*TASK TO CARRY OUT*:
Starting with the line that contains "Target: person's hair" and ending with the last line of the records below, repeat those lines word for word, including both the first and the last.

*DATA SHOWN*:
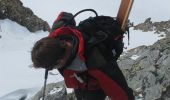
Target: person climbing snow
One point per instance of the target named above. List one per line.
(86, 55)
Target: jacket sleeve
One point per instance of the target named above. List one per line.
(111, 88)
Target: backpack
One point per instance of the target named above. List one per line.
(103, 32)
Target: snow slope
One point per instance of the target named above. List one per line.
(16, 41)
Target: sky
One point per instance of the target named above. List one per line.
(16, 42)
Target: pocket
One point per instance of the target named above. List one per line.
(73, 81)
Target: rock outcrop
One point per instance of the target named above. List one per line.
(148, 25)
(147, 68)
(15, 11)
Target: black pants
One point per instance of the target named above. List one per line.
(89, 94)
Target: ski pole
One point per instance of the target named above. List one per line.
(45, 81)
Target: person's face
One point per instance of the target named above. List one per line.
(61, 62)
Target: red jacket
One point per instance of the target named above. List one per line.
(99, 80)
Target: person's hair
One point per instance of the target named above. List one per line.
(46, 52)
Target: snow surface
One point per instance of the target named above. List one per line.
(18, 78)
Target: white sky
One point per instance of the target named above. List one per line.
(17, 41)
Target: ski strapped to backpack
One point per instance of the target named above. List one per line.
(109, 30)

*FINISHED TASK*:
Target: person's hair
One point per instance of the target named above. List one per line.
(46, 52)
Target: snow surface
One point per instance of the target named above. List one per line.
(18, 78)
Target: white sky
One point per instance of the target named above. List one per line.
(17, 41)
Target: ski strapped to backpack
One point per instance of the target named above. List one per line.
(109, 30)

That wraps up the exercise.